• **The task**:
Copy, without any change, the part of the records below that opens with the line containing "Report the position of each instance of the woman's shoulder" and closes with the line containing "[[386, 185]]". Include both of those lines and nothing else.

• **Supplied material**:
----------

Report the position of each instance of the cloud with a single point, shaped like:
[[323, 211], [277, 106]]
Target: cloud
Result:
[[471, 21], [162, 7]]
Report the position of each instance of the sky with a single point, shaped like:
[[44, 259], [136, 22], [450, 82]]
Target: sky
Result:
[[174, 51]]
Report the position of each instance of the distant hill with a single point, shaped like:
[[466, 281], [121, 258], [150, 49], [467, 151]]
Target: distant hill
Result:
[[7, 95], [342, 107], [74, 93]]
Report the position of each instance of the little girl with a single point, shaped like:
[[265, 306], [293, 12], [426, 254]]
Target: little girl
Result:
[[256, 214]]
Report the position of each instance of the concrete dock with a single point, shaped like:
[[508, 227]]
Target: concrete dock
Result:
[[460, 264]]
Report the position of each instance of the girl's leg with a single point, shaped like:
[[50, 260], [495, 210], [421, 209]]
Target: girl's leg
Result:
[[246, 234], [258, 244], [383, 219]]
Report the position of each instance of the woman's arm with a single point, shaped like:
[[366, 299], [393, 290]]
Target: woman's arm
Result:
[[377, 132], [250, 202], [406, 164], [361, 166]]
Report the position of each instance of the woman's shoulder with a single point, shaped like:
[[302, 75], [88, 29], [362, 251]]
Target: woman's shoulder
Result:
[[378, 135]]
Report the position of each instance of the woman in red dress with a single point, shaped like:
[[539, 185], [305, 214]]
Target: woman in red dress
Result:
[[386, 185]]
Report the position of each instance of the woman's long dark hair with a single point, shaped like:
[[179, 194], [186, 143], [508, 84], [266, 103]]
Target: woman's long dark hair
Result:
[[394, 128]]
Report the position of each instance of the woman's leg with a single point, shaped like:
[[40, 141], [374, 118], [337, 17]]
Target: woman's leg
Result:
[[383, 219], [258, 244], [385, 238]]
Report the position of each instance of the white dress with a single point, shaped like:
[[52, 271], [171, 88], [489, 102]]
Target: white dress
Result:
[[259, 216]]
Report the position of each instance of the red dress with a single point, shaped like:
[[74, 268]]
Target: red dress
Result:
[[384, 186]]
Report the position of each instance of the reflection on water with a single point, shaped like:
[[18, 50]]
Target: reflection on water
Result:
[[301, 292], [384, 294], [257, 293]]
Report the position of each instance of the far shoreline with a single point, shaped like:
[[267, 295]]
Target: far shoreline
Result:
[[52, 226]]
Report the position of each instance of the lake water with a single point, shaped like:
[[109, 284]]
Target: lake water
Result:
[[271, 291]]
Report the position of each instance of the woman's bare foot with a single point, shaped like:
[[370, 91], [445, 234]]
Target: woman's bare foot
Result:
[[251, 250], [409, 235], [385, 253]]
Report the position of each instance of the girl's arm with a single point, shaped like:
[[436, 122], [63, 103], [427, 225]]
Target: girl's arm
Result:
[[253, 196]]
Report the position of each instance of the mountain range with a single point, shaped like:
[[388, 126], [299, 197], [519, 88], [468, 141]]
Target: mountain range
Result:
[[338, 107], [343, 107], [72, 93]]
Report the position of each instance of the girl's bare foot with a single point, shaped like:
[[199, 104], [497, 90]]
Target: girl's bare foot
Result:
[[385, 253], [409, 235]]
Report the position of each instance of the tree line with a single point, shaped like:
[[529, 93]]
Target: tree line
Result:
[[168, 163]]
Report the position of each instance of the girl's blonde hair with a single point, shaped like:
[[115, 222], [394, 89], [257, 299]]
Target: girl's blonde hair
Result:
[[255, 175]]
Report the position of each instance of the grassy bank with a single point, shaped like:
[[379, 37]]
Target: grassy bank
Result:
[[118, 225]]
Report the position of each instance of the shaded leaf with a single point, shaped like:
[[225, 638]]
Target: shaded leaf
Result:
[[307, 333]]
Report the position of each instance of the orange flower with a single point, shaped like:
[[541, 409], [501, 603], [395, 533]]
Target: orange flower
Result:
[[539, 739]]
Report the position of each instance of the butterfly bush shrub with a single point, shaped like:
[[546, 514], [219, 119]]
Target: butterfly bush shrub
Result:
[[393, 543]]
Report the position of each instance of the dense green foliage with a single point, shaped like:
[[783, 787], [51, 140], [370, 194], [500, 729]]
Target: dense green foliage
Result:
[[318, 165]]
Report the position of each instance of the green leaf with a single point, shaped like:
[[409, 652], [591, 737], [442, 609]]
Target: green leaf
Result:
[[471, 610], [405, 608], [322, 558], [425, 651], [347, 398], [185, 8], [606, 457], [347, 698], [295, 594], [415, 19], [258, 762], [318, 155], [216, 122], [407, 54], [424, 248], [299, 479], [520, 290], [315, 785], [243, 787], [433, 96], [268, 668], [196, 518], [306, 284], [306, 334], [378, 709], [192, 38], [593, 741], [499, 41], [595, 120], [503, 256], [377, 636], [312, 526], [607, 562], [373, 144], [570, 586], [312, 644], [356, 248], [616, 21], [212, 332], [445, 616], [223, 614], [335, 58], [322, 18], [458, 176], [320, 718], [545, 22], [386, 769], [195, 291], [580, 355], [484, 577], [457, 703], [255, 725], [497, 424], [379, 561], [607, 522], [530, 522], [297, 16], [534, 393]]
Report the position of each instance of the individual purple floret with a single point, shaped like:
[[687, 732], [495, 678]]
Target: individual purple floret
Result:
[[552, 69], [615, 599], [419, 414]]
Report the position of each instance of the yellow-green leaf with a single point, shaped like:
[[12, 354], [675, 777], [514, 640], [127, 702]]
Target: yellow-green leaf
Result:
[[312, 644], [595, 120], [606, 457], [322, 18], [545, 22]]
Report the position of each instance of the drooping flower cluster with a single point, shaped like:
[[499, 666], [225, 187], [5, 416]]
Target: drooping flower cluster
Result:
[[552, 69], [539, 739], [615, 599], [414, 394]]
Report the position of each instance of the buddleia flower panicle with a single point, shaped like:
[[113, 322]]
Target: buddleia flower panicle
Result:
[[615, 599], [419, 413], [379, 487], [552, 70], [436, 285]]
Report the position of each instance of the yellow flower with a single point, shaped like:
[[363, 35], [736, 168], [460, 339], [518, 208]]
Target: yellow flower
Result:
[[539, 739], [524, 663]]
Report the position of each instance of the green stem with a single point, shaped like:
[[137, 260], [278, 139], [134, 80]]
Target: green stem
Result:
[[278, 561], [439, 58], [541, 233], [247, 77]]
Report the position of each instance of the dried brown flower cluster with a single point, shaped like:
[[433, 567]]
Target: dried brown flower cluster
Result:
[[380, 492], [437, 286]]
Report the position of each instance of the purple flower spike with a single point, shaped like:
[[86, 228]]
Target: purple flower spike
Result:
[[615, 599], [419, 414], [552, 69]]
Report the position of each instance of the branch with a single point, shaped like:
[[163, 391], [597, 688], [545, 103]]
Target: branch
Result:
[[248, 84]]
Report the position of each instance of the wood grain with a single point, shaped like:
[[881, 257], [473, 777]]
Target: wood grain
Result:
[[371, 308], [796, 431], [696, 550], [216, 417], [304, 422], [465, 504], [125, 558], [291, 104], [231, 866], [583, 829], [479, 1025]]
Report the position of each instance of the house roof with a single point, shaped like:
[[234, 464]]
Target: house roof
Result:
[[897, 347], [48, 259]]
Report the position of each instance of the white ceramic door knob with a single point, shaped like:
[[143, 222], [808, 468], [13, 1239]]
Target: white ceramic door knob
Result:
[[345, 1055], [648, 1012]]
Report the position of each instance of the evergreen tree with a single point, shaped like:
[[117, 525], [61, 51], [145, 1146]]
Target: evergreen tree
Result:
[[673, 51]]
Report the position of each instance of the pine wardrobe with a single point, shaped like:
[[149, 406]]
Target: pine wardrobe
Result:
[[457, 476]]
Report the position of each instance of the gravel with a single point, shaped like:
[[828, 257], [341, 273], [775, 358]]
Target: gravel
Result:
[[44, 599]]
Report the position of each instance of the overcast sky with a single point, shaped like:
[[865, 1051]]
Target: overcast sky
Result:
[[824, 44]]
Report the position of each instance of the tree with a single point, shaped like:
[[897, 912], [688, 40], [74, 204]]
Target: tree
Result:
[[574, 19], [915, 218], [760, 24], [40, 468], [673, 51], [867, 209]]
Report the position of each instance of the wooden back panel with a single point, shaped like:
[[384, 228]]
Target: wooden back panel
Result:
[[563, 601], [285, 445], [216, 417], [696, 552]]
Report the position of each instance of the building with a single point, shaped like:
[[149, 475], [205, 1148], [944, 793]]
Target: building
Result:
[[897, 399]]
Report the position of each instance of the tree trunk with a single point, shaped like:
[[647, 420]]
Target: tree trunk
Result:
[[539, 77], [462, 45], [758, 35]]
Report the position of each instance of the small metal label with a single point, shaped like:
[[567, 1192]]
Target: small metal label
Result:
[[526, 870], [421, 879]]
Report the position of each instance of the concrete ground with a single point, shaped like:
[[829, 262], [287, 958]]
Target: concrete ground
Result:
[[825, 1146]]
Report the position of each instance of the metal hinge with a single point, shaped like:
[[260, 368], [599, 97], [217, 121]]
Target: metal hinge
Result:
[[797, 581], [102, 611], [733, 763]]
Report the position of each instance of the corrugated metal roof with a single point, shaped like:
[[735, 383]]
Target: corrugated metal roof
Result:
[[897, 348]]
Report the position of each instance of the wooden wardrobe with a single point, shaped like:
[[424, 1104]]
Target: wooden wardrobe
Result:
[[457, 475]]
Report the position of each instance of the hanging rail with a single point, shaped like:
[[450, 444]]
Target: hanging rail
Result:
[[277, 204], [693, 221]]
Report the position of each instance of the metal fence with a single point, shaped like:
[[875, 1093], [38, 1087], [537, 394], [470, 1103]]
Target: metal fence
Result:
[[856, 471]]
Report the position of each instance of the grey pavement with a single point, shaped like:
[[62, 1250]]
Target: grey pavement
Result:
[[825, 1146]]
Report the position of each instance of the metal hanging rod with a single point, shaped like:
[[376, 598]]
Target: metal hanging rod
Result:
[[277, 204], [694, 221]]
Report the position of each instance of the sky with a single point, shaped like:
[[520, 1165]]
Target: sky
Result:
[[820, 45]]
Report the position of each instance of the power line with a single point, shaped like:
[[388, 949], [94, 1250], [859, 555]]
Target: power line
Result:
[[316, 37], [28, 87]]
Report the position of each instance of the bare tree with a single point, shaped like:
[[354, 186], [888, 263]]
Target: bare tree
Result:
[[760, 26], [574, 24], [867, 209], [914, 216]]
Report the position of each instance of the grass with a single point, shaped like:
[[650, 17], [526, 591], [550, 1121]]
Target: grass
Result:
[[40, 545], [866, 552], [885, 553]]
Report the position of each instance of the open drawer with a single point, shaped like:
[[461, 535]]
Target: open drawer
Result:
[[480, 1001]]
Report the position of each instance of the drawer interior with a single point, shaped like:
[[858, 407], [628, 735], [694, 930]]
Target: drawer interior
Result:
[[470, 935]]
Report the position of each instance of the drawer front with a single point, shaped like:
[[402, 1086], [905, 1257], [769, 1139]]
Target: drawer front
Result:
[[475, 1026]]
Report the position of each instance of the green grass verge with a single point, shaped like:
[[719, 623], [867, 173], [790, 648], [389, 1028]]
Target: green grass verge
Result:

----------

• **Full response**:
Report the position of each instance of the woman's shoulder with a single point, shaped like:
[[302, 75], [88, 29], [362, 251]]
Target: woman's shoulder
Result:
[[378, 135]]
Report the position of each instance of the woman in red dress with a single point, shaped like:
[[539, 185], [305, 214]]
Target: woman in red dress
Result:
[[386, 185]]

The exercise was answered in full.